== RECORDS ==
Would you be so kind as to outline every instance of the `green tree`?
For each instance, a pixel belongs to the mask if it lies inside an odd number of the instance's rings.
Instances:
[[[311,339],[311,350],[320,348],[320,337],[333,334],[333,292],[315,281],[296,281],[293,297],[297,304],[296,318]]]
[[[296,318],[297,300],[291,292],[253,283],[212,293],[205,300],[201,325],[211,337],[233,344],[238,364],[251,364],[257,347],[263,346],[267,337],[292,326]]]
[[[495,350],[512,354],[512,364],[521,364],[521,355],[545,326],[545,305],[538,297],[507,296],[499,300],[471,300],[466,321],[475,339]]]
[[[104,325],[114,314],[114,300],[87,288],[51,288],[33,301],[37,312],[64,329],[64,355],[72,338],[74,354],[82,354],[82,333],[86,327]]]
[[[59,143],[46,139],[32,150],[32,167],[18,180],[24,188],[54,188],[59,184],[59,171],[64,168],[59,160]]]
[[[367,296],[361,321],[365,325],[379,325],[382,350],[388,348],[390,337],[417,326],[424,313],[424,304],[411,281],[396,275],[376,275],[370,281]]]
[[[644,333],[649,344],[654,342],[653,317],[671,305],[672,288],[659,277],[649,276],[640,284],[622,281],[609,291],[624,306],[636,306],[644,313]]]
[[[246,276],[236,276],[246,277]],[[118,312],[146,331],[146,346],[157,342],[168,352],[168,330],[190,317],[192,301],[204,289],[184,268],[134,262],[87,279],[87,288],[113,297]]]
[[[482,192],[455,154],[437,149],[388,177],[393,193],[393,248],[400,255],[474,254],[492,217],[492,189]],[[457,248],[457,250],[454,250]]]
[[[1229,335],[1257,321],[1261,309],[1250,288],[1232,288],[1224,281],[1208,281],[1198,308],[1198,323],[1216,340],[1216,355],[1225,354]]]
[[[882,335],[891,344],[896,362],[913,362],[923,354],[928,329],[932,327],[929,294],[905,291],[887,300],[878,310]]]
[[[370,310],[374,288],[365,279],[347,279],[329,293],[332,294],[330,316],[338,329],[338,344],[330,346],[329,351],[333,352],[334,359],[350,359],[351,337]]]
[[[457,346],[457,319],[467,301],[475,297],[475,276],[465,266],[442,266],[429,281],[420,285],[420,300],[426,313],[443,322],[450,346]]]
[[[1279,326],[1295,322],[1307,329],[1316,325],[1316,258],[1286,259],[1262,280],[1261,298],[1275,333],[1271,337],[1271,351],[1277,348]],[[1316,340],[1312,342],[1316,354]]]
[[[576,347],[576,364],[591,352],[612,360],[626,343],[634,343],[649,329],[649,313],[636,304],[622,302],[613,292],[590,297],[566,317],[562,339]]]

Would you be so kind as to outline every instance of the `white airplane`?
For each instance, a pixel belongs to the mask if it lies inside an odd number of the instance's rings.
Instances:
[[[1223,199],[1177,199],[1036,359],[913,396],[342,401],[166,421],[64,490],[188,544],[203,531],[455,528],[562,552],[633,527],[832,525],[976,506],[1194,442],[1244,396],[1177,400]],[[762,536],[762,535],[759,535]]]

== PROBLEM TO WORK ON ==
State how many lines of the records contain the word "every", and reply with the number alone.

== SOLUTION FOR THIS EXERCISE ==
2